- _Selected excerpt_:

Friday, March 4, 2022

Proposed Treatments for Spinal Cord Injuries

     If you ask an ordinary person – specifically someone not involved in the field of neuroscience – what they believe is the key part of controlling your body, most people would answer your brain. Even I remember being a young kid and being so curious about how my brain works in controlling everything I do. However, often people neglect the participation of your spinal cord in essential functions of the human body. Your spinal cord is essential in carrying signals from your brain. Without it, there are no pathways to carry out essential motor and sensory signals. Spinal cord injuries(SCIs) thus can be so dangerous for our body because of the widespread harmful effects it can cause. Spinal cord injuries can vary from something as small as localized numbness to full body paralysis.

- _Extracted data_:
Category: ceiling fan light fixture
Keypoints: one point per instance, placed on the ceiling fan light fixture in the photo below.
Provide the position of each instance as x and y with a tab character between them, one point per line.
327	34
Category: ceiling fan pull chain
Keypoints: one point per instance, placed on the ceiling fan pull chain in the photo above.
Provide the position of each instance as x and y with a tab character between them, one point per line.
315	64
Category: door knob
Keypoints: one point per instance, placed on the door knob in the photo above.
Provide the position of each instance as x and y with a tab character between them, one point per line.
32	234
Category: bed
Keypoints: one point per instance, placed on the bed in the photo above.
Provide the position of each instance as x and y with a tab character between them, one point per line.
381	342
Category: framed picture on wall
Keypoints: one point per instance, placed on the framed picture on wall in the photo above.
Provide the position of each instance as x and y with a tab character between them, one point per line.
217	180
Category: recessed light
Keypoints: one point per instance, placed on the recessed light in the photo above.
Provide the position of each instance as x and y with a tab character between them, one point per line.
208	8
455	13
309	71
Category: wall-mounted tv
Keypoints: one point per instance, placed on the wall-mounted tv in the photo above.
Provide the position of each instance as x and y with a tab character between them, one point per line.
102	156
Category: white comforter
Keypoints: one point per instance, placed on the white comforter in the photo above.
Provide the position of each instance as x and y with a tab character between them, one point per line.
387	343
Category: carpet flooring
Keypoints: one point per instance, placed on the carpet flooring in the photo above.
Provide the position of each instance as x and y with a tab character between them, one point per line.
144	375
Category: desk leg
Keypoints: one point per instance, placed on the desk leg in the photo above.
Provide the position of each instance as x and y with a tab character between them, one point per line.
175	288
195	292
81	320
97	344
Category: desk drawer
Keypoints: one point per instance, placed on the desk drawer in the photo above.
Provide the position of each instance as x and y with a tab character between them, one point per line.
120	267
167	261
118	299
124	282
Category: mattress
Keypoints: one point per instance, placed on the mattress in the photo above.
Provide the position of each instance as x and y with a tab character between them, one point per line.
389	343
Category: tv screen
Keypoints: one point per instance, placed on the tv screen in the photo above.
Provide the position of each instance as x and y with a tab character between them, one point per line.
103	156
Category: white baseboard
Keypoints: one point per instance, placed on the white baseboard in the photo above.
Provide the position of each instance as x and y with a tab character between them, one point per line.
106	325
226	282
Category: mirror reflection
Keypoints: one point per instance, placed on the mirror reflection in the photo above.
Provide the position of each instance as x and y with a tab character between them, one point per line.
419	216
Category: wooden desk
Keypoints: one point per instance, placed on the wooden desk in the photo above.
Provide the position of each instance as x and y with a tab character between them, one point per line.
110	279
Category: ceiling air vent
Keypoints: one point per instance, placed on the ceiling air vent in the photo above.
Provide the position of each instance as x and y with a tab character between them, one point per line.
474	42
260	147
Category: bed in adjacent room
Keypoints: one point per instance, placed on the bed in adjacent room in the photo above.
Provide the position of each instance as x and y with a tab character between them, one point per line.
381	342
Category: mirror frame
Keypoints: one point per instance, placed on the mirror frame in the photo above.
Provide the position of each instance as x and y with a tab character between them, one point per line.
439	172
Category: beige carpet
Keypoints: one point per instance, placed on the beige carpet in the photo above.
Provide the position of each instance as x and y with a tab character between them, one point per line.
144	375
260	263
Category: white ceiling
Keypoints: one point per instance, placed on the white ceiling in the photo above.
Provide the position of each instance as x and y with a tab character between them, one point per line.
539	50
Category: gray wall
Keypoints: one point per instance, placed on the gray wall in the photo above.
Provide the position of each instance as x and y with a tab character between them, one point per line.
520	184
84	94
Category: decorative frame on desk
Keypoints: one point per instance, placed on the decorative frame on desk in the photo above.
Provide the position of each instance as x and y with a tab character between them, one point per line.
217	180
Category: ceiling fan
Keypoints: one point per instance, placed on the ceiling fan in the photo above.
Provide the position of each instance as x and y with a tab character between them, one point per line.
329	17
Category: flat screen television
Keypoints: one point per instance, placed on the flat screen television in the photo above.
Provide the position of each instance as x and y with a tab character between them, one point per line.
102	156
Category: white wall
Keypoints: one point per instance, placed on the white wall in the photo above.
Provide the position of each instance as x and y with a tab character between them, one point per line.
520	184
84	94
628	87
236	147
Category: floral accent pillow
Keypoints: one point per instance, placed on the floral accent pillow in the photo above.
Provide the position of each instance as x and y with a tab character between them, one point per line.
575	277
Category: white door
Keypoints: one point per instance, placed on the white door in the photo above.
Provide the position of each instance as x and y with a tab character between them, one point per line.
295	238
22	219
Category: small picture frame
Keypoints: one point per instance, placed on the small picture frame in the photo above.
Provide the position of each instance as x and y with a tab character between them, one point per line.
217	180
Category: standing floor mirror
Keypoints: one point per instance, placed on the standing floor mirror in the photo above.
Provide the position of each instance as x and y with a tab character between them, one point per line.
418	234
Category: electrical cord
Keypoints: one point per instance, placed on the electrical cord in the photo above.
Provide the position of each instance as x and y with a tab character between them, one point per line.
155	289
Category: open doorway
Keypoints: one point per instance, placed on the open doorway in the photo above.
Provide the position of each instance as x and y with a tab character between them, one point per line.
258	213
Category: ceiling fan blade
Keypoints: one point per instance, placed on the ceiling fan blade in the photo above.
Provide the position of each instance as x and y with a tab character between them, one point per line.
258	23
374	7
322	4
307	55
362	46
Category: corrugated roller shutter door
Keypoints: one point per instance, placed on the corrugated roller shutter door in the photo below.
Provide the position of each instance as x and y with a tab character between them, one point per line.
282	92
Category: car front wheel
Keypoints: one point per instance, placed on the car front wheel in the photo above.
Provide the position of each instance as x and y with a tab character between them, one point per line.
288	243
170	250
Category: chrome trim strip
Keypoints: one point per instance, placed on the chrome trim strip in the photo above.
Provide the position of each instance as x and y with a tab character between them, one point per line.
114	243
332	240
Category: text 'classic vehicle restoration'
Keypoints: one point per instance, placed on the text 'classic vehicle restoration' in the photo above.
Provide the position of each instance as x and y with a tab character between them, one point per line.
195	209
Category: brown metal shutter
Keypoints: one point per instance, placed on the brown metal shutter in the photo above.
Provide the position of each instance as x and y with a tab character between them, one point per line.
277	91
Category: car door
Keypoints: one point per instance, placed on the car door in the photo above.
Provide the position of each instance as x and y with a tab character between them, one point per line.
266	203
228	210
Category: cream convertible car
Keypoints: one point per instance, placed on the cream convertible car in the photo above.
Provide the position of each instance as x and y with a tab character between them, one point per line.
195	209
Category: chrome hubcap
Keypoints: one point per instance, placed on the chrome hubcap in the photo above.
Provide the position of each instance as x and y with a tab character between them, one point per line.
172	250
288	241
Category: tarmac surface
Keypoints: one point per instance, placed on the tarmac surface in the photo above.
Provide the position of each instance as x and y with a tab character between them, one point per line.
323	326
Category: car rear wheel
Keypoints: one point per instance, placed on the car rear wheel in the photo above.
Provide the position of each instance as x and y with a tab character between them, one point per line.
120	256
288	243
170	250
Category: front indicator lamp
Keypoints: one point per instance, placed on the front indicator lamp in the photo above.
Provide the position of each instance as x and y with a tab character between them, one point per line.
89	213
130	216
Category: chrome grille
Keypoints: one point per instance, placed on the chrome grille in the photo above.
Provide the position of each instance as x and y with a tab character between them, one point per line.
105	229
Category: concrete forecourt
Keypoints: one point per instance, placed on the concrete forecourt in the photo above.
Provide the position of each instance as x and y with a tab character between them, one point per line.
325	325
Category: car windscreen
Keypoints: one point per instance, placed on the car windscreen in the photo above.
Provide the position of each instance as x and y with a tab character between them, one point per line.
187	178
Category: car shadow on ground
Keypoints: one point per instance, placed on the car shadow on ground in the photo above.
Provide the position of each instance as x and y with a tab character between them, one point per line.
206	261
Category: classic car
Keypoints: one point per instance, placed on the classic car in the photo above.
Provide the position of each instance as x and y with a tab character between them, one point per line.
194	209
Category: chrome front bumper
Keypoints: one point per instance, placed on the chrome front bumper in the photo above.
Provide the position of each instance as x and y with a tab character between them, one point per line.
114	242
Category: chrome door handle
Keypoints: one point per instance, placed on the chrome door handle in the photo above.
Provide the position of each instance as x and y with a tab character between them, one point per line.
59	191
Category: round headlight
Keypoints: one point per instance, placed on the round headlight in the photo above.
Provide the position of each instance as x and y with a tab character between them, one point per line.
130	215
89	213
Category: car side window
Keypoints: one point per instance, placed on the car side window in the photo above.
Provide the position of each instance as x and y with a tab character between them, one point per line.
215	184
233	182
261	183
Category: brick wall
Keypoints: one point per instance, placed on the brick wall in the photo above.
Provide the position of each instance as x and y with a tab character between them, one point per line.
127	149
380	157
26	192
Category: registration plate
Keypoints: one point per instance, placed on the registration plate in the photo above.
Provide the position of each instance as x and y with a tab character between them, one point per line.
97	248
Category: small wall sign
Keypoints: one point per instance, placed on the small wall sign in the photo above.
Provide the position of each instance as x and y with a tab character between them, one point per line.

- _Task item_:
Return the full text on proposed treatments for spinal cord injuries, word for word and unchanged.

- _Exercise response_:
Friday, March 4, 2022

Proposed Treatments for Spinal Cord Injuries

     If you ask an ordinary person – specifically someone not involved in the field of neuroscience – what they believe is the key part of controlling your body, most people would answer your brain. Even I remember being a young kid and being so curious about how my brain works in controlling everything I do. However, often people neglect the participation of your spinal cord in essential functions of the human body. Your spinal cord is essential in carrying signals from your brain. Without it, there are no pathways to carry out essential motor and sensory signals. Spinal cord injuries(SCIs) thus can be so dangerous for our body because of the widespread harmful effects it can cause. Spinal cord injuries can vary from something as small as localized numbness to full body paralysis.